What needs to be done →
Please number each line in the stretch from the line containing "Trace the outline of every instance of the bowl" through the end of the records, skipping blank lines and leaving out the pictures.

Data shown →
========

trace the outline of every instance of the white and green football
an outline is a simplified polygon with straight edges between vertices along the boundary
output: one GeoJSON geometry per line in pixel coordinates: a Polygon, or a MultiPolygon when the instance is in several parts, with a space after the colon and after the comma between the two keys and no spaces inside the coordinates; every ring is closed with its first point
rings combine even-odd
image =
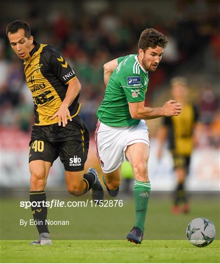
{"type": "Polygon", "coordinates": [[[216,236],[213,223],[205,218],[196,218],[186,228],[186,236],[189,242],[196,246],[206,246],[211,244],[216,236]]]}

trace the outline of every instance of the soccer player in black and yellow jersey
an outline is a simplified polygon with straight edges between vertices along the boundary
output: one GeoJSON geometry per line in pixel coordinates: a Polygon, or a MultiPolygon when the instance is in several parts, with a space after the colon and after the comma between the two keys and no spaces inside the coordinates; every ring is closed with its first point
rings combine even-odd
{"type": "MultiPolygon", "coordinates": [[[[79,196],[91,189],[93,198],[103,200],[103,189],[96,171],[89,168],[84,172],[89,134],[78,115],[81,86],[74,72],[54,47],[34,40],[26,22],[12,22],[6,33],[12,49],[24,60],[26,81],[34,100],[35,122],[29,156],[30,201],[45,201],[49,171],[58,156],[70,194],[79,196]]],[[[51,244],[47,207],[32,206],[32,212],[34,220],[43,224],[37,225],[39,239],[31,244],[51,244]]]]}
{"type": "Polygon", "coordinates": [[[181,212],[187,213],[189,210],[184,183],[193,149],[193,132],[198,119],[198,113],[195,106],[188,101],[186,79],[182,77],[176,77],[171,80],[171,84],[173,99],[180,103],[182,110],[178,116],[163,118],[163,126],[158,131],[157,155],[158,158],[161,157],[163,143],[167,138],[177,177],[177,186],[175,192],[172,212],[178,214],[181,212]],[[180,209],[181,202],[183,206],[180,209]]]}

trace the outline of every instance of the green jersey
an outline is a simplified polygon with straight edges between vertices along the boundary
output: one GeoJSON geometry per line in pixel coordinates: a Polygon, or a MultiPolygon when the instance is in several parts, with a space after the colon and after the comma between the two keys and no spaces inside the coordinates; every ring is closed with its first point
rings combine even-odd
{"type": "Polygon", "coordinates": [[[136,54],[118,58],[118,64],[109,79],[97,116],[102,123],[111,127],[137,125],[140,120],[132,118],[128,102],[145,100],[148,72],[141,66],[136,54]]]}

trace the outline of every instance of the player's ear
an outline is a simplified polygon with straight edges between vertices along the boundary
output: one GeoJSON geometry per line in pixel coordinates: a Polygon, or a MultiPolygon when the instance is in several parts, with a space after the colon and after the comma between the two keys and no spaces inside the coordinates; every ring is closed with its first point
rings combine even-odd
{"type": "Polygon", "coordinates": [[[142,48],[139,48],[138,49],[138,55],[141,57],[143,58],[144,57],[144,52],[142,48]]]}
{"type": "Polygon", "coordinates": [[[33,36],[31,36],[30,37],[30,38],[29,39],[29,40],[30,41],[30,44],[33,44],[33,43],[34,42],[34,37],[33,37],[33,36]]]}

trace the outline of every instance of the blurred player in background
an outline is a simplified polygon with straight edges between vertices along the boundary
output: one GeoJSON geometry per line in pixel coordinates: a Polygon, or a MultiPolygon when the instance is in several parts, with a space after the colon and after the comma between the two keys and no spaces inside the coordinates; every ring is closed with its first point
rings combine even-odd
{"type": "Polygon", "coordinates": [[[190,162],[190,155],[193,149],[193,134],[198,114],[195,106],[188,101],[188,89],[185,78],[176,77],[171,81],[172,96],[182,106],[178,116],[164,117],[163,125],[158,132],[159,147],[157,156],[162,155],[163,144],[167,139],[171,152],[175,173],[177,177],[177,186],[175,191],[172,212],[178,214],[187,213],[189,206],[184,187],[184,183],[190,162]],[[183,202],[181,209],[180,203],[183,202]]]}
{"type": "Polygon", "coordinates": [[[105,97],[97,111],[95,132],[97,156],[103,181],[115,197],[121,181],[121,164],[125,156],[134,176],[135,222],[128,241],[140,243],[151,191],[147,163],[149,155],[148,127],[143,119],[178,115],[181,105],[170,100],[159,108],[145,107],[148,71],[154,71],[162,59],[167,38],[153,29],[144,30],[138,54],[131,54],[104,66],[105,97]]]}
{"type": "MultiPolygon", "coordinates": [[[[11,47],[24,61],[24,73],[34,104],[29,155],[31,173],[30,200],[46,200],[44,188],[49,171],[58,156],[65,169],[68,192],[79,196],[92,189],[92,198],[103,199],[97,174],[89,168],[84,174],[88,150],[89,134],[78,115],[81,86],[63,55],[50,45],[34,40],[26,22],[17,20],[7,26],[11,47]]],[[[47,207],[31,207],[39,239],[32,244],[51,244],[45,222],[47,207]]]]}

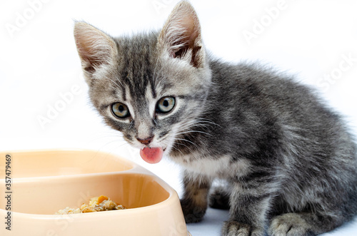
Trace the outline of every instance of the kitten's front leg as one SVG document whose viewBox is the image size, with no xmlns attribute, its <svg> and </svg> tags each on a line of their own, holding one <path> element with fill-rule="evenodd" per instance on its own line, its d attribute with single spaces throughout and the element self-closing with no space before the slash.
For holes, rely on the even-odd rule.
<svg viewBox="0 0 357 236">
<path fill-rule="evenodd" d="M 208 193 L 212 180 L 210 178 L 185 170 L 183 197 L 181 200 L 186 223 L 202 220 L 208 205 Z"/>
<path fill-rule="evenodd" d="M 222 235 L 263 236 L 272 190 L 255 180 L 232 184 L 230 217 L 224 222 Z"/>
</svg>

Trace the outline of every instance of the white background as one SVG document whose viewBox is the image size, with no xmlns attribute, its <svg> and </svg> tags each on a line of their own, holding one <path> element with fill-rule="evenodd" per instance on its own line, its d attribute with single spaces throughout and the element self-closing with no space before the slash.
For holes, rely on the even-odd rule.
<svg viewBox="0 0 357 236">
<path fill-rule="evenodd" d="M 114 36 L 160 29 L 176 2 L 1 1 L 0 150 L 70 148 L 117 153 L 151 170 L 181 194 L 178 167 L 166 160 L 145 163 L 139 150 L 106 128 L 92 109 L 73 37 L 74 19 Z M 213 55 L 230 62 L 259 60 L 296 74 L 302 83 L 318 88 L 357 133 L 356 1 L 191 3 Z M 74 93 L 74 86 L 79 90 Z M 227 217 L 226 211 L 209 209 L 202 223 L 188 229 L 193 236 L 218 235 Z M 356 234 L 355 221 L 326 235 Z"/>
</svg>

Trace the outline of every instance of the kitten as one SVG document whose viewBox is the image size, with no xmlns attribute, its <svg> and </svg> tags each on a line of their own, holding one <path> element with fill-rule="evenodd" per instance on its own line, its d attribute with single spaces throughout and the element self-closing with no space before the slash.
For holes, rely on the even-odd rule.
<svg viewBox="0 0 357 236">
<path fill-rule="evenodd" d="M 93 105 L 155 163 L 184 168 L 182 210 L 229 208 L 222 235 L 313 235 L 357 212 L 356 146 L 311 89 L 256 64 L 209 56 L 192 6 L 160 32 L 112 38 L 76 22 Z M 211 190 L 215 179 L 224 189 Z"/>
</svg>

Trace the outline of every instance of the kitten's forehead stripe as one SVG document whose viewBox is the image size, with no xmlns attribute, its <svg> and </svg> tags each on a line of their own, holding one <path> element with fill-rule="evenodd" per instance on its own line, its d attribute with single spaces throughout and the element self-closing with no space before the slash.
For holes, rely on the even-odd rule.
<svg viewBox="0 0 357 236">
<path fill-rule="evenodd" d="M 153 61 L 156 61 L 157 36 L 153 34 L 149 37 L 145 35 L 134 37 L 135 40 L 124 38 L 118 42 L 119 48 L 125 53 L 125 56 L 121 58 L 121 81 L 128 86 L 131 98 L 144 102 L 140 100 L 145 98 L 148 85 L 154 98 L 157 94 L 152 71 Z"/>
</svg>

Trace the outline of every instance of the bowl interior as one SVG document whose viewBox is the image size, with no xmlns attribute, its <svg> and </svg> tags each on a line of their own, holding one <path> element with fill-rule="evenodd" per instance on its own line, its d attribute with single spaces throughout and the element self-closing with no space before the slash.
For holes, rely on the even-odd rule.
<svg viewBox="0 0 357 236">
<path fill-rule="evenodd" d="M 134 167 L 130 162 L 114 155 L 89 150 L 9 154 L 12 178 L 118 172 Z M 5 170 L 5 162 L 0 163 L 0 170 Z"/>
<path fill-rule="evenodd" d="M 144 174 L 49 178 L 18 183 L 15 180 L 12 192 L 16 204 L 12 210 L 22 213 L 53 215 L 66 207 L 78 208 L 83 203 L 88 204 L 90 198 L 101 195 L 127 208 L 150 206 L 170 196 L 170 193 L 156 181 L 155 177 Z M 0 201 L 0 209 L 5 209 L 5 201 L 6 199 Z"/>
</svg>

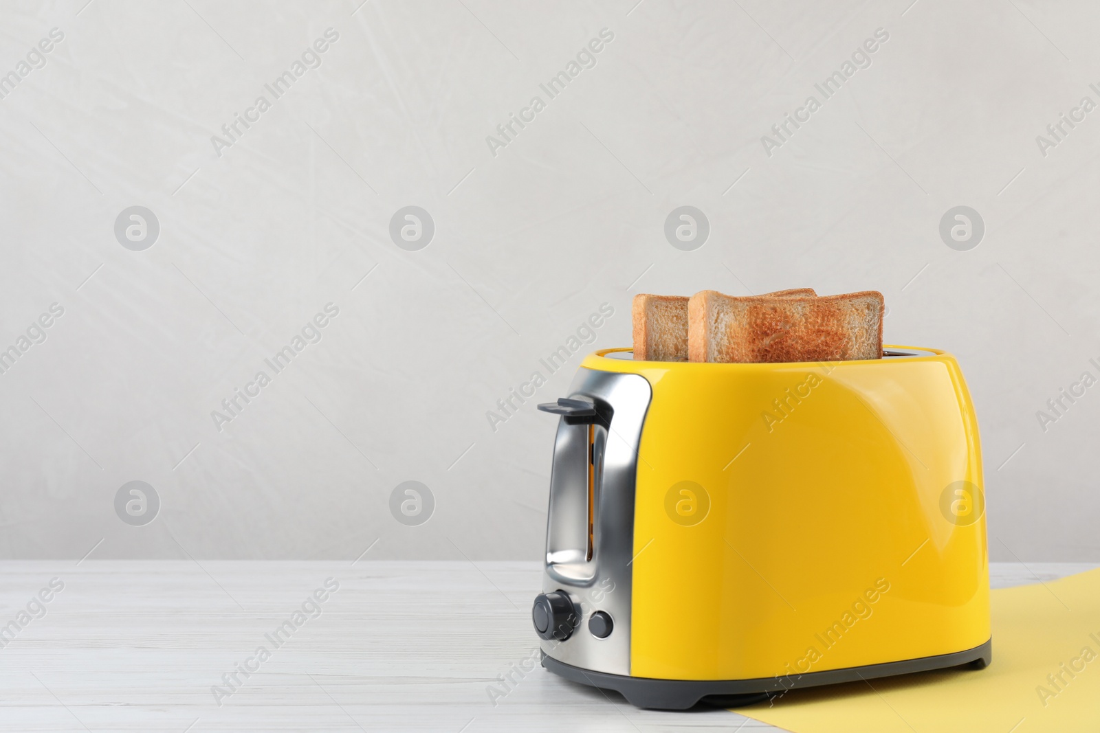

========

Answer in full →
1. Trace the outline of every instance of the bowl interior as one SVG document whose viewBox is the image size, with no xmlns attribute, its <svg> and </svg> tags each on a line of their own, holding one <path> element with fill-rule="evenodd" per instance on its own line, its d attribute with single spaces throughout and the element self-closing with no space before the slash.
2. For holes, rely on the even-odd rule.
3. <svg viewBox="0 0 357 236">
4. <path fill-rule="evenodd" d="M 134 167 L 130 162 L 114 155 L 89 150 L 9 154 L 12 178 L 118 172 Z M 5 170 L 5 162 L 0 163 L 0 170 Z"/>
5. <path fill-rule="evenodd" d="M 144 174 L 49 178 L 18 183 L 15 180 L 12 192 L 16 204 L 12 210 L 22 213 L 53 215 L 66 207 L 78 208 L 83 203 L 88 204 L 90 198 L 101 195 L 127 208 L 150 206 L 170 196 L 170 193 L 156 181 L 155 177 Z M 0 201 L 0 209 L 5 209 L 5 201 L 6 199 Z"/>
6. </svg>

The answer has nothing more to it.